→ **Things to do**:
1: Repeat word for word the part of the text on attorneys in Japan that starts with "In Japan, attorneys" and goes on through "be a daigennin.".
2: Using the text on attorneys in Japan, explain in one to three sentences why the government let universities offer graduate courses on law.

→ **Selected text**:
◇ ◇ ◇
= Attorneys in Japan =

In Japan, attorneys at law (弁護士, bengoshi) form the base of the country's legal community.

==History==

===Pre-Meiji restoration===
Historically, Japanese customs instituted an avoidance of legal involvement, based upon Confucian doctrines, and Japanese principles of harmony; anyone brought before a court for a criminal or civil matter suffered public and private humiliation, since they disrupted harmony.

Nevertheless, by the 18th century, innkeepers in Edo began offering simple legal services for guests. They were known as Kujishi. By the 19th century, references began to appear in Japanese literature on the role of "European-style" lawyers.

Officially recognized legal representatives in civil trials, known as daigennin, began to appear by the mid-19th century. No legal training was required to be a daigennin.

===Meiji restoration===
Regulation of legal professionals began during the Meiji Restoration. In 1890, the Criminal Code was amended, which recognized the right to legal representation during a criminal trial. The state's representative at the trial, known as a Procurator, was given the prestige of being a government official. By association, it unofficially granted a modicum of official status to the daigennin.

The government also required the establishment of bar associations at each district court, and by 1893, the Lawyer's Law was promulgated, officially regulating the legal profession by setting standards for, as well as legitimatizing, attorneys at law.

===Post-World War II===
The Attorney Act (弁護士法, bengoshihō) was promulgated in 1949, which officially laid down the mission of an attorney at law, as well as establishing other requirements for those in the profession.

==The legal industry==
The legal profession in Japan (hōsō) comprises judges, prosecutors, and attorneys. In Japan, judges are not selected from experienced lawyers, but instead are selected after the one-year of mandatory "Legal Training Research Institute".

More than 100 universities have an undergraduate law faculty, which means that many people study law at the undergraduate level and go work for companies in a role that is unrelated to law.

As of August 2014, there are 35,031 attorneys registered with bar associations in Japan, which is up from 22,049 in April 2005.

Due to cultural traditions, Japanese have rarely used lawsuits as a means to settle disputes. With the rise of patent-disputes and international mergers, however, Japan is facing a shortage of lawyers, and the government has allowed universities to offer graduate courses on law, in order to ease the shortage. The push to produce lawyers has also been reflected in the demographics of the legal community, where 25.3% of the lawyers surveyed in 2008 had only been admitted to the bar for less than 5 years.

Starting salaries for Japanese attorneys are typically around 10 million yen (US$63,000) in established law firms, and about half as much in Japanese companies. In-house counsel are still relatively rare in Japan, with only 770 of the 32,000 registered bengoshi working in corporate law departments as of January 2013.
◇ ◇ ◇
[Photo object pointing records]
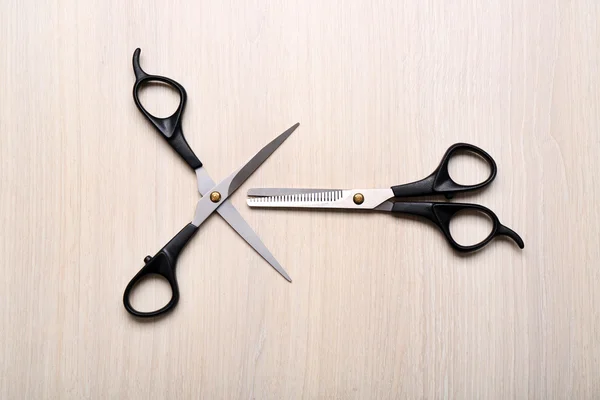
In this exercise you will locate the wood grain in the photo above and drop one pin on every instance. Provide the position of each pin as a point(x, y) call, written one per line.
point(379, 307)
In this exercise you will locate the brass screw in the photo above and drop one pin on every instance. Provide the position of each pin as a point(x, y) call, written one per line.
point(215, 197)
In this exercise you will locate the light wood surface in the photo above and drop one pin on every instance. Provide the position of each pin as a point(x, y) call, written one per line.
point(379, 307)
◇ ◇ ◇
→ **Task-by-task answers**:
1:
In Japan, attorneys at law (弁護士, bengoshi) form the base of the country's legal community.

==History==

===Pre-Meiji restoration===
Historically, Japanese customs instituted an avoidance of legal involvement, based upon Confucian doctrines, and Japanese principles of harmony; anyone brought before a court for a criminal or civil matter suffered public and private humiliation, since they disrupted harmony.

Nevertheless, by the 18th century, innkeepers in Edo began offering simple legal services for guests. They were known as Kujishi. By the 19th century, references began to appear in Japanese literature on the role of "European-style" lawyers.

Officially recognized legal representatives in civil trials, known as daigennin, began to appear by the mid-19th century. No legal training was required to be a daigennin.

2: With the rise of patent disputes and international mergers, Japan faced a shortage of lawyers. The government allowed universities to offer graduate law courses to ease that shortage.